- _What is needed_:
Repeat the items from their beginning through the line that contains "(0, 35), (300, 200)", and substitute "box coordinates in pixels" for every occurrence of "pixel bounding boxes" while leaving everything else unchanged.

□ □ □ □ □

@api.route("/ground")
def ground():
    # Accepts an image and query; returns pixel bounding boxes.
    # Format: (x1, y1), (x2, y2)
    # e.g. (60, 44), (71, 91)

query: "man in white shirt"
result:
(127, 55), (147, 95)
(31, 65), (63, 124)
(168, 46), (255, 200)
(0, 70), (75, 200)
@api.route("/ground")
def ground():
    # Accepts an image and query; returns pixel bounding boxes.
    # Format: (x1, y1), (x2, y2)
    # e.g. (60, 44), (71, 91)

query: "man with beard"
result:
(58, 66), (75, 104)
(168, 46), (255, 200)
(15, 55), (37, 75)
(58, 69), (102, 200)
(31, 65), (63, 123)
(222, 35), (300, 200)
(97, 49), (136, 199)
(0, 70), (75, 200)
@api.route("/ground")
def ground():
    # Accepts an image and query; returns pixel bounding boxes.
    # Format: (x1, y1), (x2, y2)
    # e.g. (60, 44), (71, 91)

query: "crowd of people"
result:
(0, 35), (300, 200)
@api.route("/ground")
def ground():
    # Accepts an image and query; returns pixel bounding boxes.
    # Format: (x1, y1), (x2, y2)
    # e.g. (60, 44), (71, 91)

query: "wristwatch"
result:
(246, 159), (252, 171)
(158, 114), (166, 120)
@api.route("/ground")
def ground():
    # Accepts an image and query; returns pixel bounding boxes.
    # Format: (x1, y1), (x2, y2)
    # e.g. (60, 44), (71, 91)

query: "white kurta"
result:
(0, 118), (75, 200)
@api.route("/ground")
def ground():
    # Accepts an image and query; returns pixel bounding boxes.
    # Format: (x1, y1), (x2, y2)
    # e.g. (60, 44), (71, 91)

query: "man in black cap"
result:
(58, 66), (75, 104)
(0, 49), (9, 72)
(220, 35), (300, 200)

□ □ □ □ □

- _Finished exercise_:
@api.route("/ground")
def ground():
    # Accepts an image and query; returns box coordinates in pixels.
    # Format: (x1, y1), (x2, y2)
    # e.g. (60, 44), (71, 91)

query: "man in white shirt"
result:
(127, 55), (147, 95)
(31, 65), (63, 124)
(168, 46), (255, 200)
(0, 70), (75, 200)
@api.route("/ground")
def ground():
    # Accepts an image and query; returns box coordinates in pixels.
    # Format: (x1, y1), (x2, y2)
    # e.g. (60, 44), (71, 91)

query: "man with beard"
result:
(58, 66), (75, 104)
(168, 46), (255, 200)
(15, 55), (37, 75)
(58, 69), (102, 200)
(31, 65), (63, 123)
(222, 35), (300, 200)
(97, 49), (136, 199)
(0, 70), (75, 200)
@api.route("/ground")
def ground():
    # Accepts an image and query; returns box coordinates in pixels.
    # Format: (x1, y1), (x2, y2)
    # e.g. (60, 44), (71, 91)

query: "crowd of people"
result:
(0, 35), (300, 200)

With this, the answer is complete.